Direction A: Decide whether each statement agrees with the GeoTessera documentation. Answer yes or no and quote the words from the documentation that settle it: (i) GeoTessera can be installed on Python 3.10. (ii) The Tessera embeddings are 128-channel maps at 10m resolution. (iii) A download with --format npy yields only the quantized .npy files.
Direction B: Carry the GeoTessera documentation forward from its last line.
═══ Document excerpt ═══
GeoTessera Documentation¶
GeoTessera provides access to open geospatial embeddings from the Tessera foundation model (paper). Tessera processes Sentinel-1 and Sentinel-2 satellite imagery to generate 128-channel representation maps at 10m resolution, compressing a full year of temporal-spectral features into dense representations optimized for downstream geospatial analysis tasks.
Overview¶
GeoTessera is built around a two-step workflow:
Retrieve embeddings: Fetch raw numpy arrays with CRS/transform information for a geographic bounding box
Export to desired format: Save as raw numpy arrays or convert to georeferenced GeoTIFF files with preserved projections
Key Features¶
Global Coverage: Access embeddings for any terrestrial location worldwide where data exists
Flexible Formats: Export as numpy arrays for analysis or GeoTIFF for GIS integration
Cloud-Native Zarr Access: Stream embeddings directly via
GeoTesseraZarrwithout downloading filesProjection Preservation: Native UTM projections preserved from landmask tiles
High Resolution: 10m spatial resolution
Temporal Compression: Full year of satellite observations in each embedding
Multi-spectral: Combines Sentinel-1 SAR and Sentinel-2 optical data
Country Support: Download by country name or custom regions
Resume Capability: Both TIFF and NPY downloads skip existing files automatically
Efficient Registry: Block-based lazy loading of only required data
Easy Access: Python API and CLI with automatic caching
Installation¶
Requires Python 3.12 or later. Install GeoTessera using pip:
pip install geotessera
For development installation:
git clone https://github.com/ucam-eo/geotessera
cd geotessera
pip install -e .
Quick Start¶
Check data availability first:
# Generate coverage visualizations (creates PNG map, JSON data, and interactive HTML globe)
geotessera coverage --output coverage_map.png
# Creates: coverage_map.png, coverage.json, globe.html
# View coverage for a specific year
geotessera coverage --year 2024
# Check coverage for a single country with precise boundary outline
geotessera coverage --country "United Kingdom"
geotessera coverage --country uk # Also accepts country codes
Download embeddings in your preferred format:
# Download as GeoTIFF (default, georeferenced, ready for GIS)
geotessera download --bbox "-0.2,51.4,0.1,51.6" --year 2024 --output ./london_tiffs --bands 1,2,3
# Download as quantized numpy arrays (for analysis, includes scales and landmask TIFFs)
geotessera download --bbox "-0.2,51.4,0.1,51.6" --format npy --year 2024 --output ./london_arrays
# NPY format includes: quantized .npy, _scales.npy, and landmask .tiff files
# Download by country name with precise boundary filtering
geotessera download --country "United Kingdom" --year 2024 --output ./uk_tiles
# Download tiles from a region file (supports GeoJSON, Shapefile, or URLs)
═══ Entries ═══
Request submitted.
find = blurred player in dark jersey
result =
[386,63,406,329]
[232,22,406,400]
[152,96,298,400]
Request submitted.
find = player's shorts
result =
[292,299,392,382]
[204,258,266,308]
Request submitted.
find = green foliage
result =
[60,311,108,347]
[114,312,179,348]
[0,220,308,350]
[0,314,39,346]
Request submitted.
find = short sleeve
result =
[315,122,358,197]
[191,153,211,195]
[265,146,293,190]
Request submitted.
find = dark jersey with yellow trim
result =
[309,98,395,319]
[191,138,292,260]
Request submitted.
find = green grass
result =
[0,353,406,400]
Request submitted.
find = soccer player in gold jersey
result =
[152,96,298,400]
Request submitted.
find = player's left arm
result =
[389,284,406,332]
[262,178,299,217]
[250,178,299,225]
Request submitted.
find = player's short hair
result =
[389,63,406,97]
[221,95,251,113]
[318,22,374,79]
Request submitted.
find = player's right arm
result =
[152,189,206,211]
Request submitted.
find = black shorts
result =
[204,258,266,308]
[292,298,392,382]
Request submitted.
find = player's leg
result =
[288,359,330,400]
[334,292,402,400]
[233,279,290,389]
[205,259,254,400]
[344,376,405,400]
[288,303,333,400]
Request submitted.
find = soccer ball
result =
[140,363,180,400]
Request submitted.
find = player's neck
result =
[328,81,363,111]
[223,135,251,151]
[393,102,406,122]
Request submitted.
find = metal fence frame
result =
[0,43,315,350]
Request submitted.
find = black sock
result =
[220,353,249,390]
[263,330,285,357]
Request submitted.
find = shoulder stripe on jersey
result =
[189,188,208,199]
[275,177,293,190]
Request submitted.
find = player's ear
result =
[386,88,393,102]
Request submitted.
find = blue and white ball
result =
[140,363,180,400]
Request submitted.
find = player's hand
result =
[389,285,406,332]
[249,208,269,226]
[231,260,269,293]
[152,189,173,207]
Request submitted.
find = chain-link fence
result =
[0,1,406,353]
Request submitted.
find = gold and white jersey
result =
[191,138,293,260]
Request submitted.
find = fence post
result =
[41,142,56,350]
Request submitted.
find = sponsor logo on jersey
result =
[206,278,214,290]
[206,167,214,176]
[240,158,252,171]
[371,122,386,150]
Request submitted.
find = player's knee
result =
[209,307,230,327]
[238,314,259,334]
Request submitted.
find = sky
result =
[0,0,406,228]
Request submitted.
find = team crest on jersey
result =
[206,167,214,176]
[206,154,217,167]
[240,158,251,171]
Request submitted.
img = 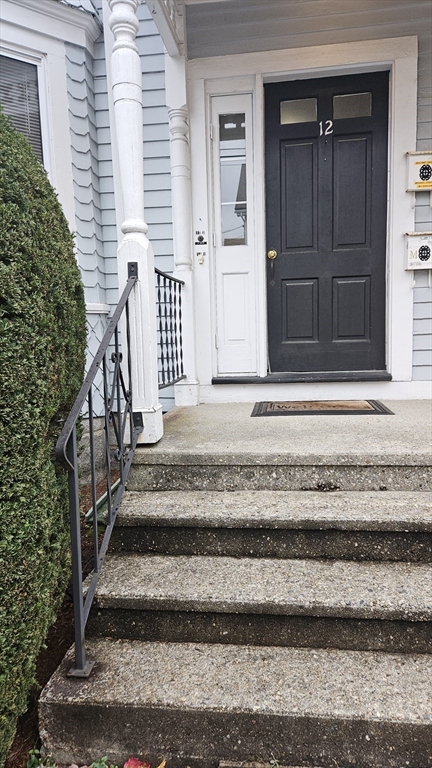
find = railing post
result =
[66,426,94,677]
[165,55,199,405]
[108,0,163,443]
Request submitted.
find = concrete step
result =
[111,491,432,562]
[88,554,432,653]
[128,448,432,491]
[39,639,432,768]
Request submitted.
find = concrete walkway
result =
[138,400,432,465]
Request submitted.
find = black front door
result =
[265,72,388,372]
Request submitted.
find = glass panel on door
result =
[219,113,247,245]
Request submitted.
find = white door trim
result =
[188,36,417,398]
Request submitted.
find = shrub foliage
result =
[0,111,86,765]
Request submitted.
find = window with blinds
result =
[0,56,43,163]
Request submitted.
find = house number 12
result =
[320,120,333,136]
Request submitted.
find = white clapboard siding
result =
[66,38,107,415]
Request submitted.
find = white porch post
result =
[165,54,199,405]
[108,0,163,443]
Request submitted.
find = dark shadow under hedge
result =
[0,106,86,765]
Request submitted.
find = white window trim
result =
[0,43,55,186]
[188,36,418,396]
[0,0,101,232]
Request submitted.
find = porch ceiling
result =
[183,0,432,59]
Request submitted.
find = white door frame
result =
[188,36,422,400]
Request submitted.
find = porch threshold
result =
[212,371,392,384]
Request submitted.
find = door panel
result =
[333,277,370,341]
[282,280,318,342]
[281,141,317,251]
[265,72,388,372]
[333,136,372,249]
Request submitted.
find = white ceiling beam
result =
[147,0,184,56]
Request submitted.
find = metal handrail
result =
[155,269,186,389]
[55,262,143,677]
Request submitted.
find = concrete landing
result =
[135,400,432,465]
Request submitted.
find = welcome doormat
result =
[251,400,394,416]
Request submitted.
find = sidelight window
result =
[219,112,247,245]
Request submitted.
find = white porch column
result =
[165,54,199,405]
[108,0,163,443]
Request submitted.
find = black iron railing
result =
[56,263,143,677]
[155,269,186,389]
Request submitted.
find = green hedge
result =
[0,111,86,765]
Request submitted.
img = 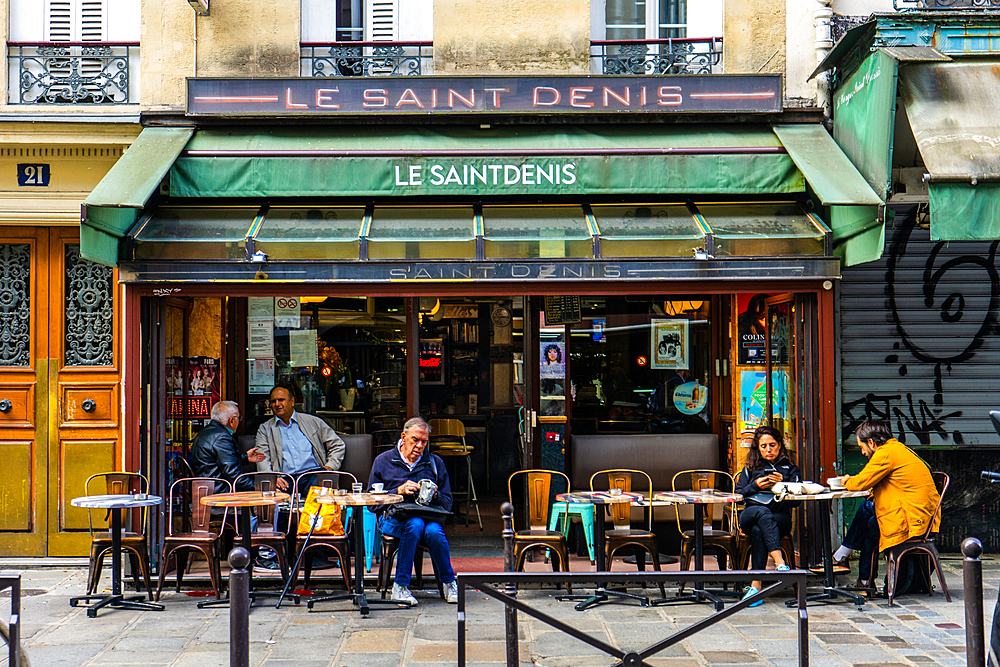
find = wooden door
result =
[0,227,122,556]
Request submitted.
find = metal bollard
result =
[229,547,250,667]
[500,503,520,667]
[962,537,986,667]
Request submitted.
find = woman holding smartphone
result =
[736,426,802,607]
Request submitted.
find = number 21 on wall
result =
[17,164,49,187]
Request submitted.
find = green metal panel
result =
[774,124,882,206]
[83,127,194,207]
[170,125,805,197]
[830,206,885,266]
[927,182,1000,241]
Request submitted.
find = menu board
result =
[545,296,583,326]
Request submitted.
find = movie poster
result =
[649,320,688,370]
[736,294,770,366]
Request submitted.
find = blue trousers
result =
[379,515,455,586]
[843,500,881,582]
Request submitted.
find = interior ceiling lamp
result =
[188,0,209,16]
[663,301,705,316]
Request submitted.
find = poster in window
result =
[649,320,688,370]
[736,294,769,366]
[538,341,566,380]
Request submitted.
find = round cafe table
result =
[198,491,299,609]
[306,492,403,616]
[69,493,163,618]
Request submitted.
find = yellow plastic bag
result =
[298,486,344,536]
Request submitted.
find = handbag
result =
[298,486,344,537]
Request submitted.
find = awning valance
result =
[81,124,878,265]
[899,60,1000,241]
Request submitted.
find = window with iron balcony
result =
[7,0,140,105]
[590,0,722,76]
[299,0,434,77]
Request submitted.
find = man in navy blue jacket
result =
[368,417,458,606]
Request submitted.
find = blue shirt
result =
[277,410,322,476]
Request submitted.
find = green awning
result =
[80,127,194,266]
[774,124,883,206]
[170,125,805,197]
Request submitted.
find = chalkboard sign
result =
[545,296,583,326]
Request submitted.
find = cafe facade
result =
[80,75,881,552]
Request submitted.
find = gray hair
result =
[212,401,240,426]
[403,417,431,435]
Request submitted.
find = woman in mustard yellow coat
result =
[837,419,941,585]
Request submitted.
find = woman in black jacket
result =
[736,426,802,607]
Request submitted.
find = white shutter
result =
[365,0,399,42]
[43,0,108,42]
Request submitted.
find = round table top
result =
[315,492,403,507]
[69,493,163,509]
[201,491,291,507]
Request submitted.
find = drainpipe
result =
[813,0,833,123]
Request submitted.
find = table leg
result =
[785,500,867,610]
[306,505,408,617]
[69,508,164,618]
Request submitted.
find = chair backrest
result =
[233,471,295,532]
[84,472,149,536]
[670,468,736,533]
[167,477,233,535]
[924,470,951,540]
[590,468,653,530]
[428,419,465,440]
[340,433,376,482]
[507,470,570,530]
[293,470,358,501]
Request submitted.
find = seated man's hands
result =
[396,479,420,496]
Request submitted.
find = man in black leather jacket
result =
[191,401,264,493]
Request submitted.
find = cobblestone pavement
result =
[0,556,1000,667]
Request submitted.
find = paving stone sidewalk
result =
[0,556,1000,667]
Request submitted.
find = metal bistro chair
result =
[156,477,232,601]
[507,470,573,593]
[84,472,153,600]
[291,470,358,591]
[590,469,667,597]
[233,472,295,582]
[885,472,951,607]
[429,419,483,530]
[670,469,744,571]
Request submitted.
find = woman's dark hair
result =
[542,343,562,363]
[854,419,892,447]
[746,426,788,470]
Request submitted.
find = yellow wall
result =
[723,0,785,74]
[434,0,590,74]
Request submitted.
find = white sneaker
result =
[389,583,417,607]
[444,581,458,604]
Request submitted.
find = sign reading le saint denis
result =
[187,74,781,116]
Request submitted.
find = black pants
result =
[740,505,792,570]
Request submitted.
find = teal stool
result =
[549,501,594,563]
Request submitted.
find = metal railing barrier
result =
[229,547,250,667]
[962,537,986,667]
[456,570,809,667]
[0,574,23,667]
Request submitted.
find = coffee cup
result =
[417,479,437,505]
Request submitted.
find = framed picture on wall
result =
[649,320,688,370]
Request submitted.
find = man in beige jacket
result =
[256,385,347,491]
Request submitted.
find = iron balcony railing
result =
[7,42,139,104]
[590,37,722,76]
[299,42,434,76]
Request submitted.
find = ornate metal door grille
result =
[66,244,115,366]
[0,243,31,366]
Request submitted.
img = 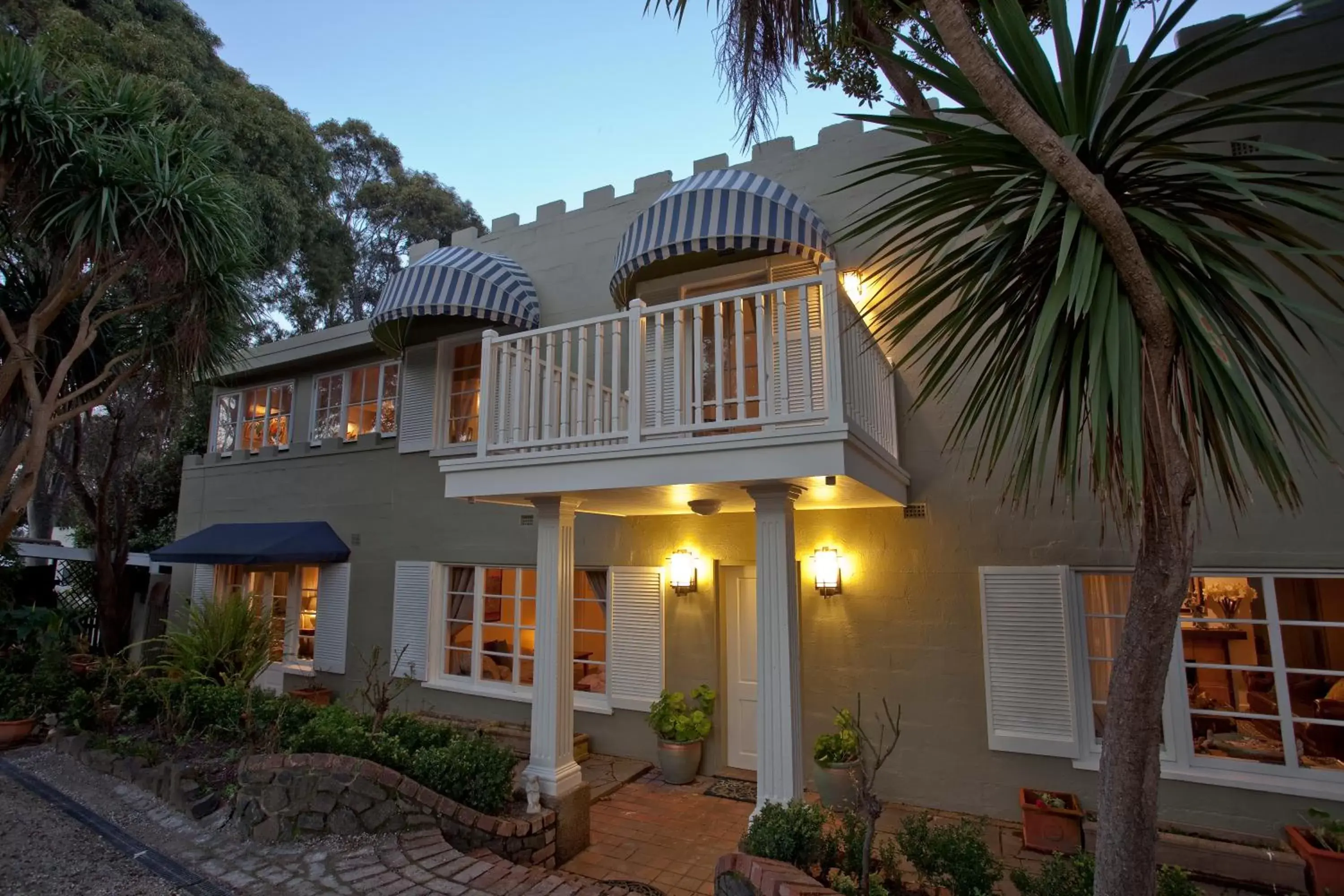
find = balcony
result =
[439,262,907,513]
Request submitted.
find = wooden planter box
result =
[289,686,332,706]
[1017,787,1083,853]
[1285,825,1344,896]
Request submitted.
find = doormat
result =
[704,778,755,803]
═══
Final result A:
(i) No: "Requires Python 3.12 or later."
(ii) Yes: "128-channel representation maps at 10m resolution"
(iii) No: "NPY format includes: quantized .npy, _scales.npy, and landmask .tiff files"

Final result B:
geotessera download --region-file example/CB.geojson --year 2024 --output ./cambridge
geotessera download --region-file https://example.com/region.geojson --year 2024 --output ./remote_region
Python API usage:
from geotessera import GeoTessera
# Initialize client
gt = GeoTessera()
# Method 1: Fetch a single tile with CRS information
embedding, crs, transform = gt.fetch_embedding(lon=0.15, lat=52.05, year=2024)
print(f"Shape: {embedding.shape}") # e.g., (1200, 1200, 128)
print(f"CRS: {crs}") # UTM projection
# Method 2: Fetch all tiles in a bounding box
bbox = (-0.2, 51.4, 0.1, 51.6) # (min_lon, min_lat, max_lon, max_lat)
tiles_to_fetch = gt.registry.load_blocks_for_region(bounds=bbox, year=2024)
tiles = gt.fetch_embeddings(tiles_to_fetch)
for year, tile_lon, tile_lat, embedding, crs, transform in tiles:
print(f"Tile ({tile_lon}, {tile_lat}): {embedding.shape}")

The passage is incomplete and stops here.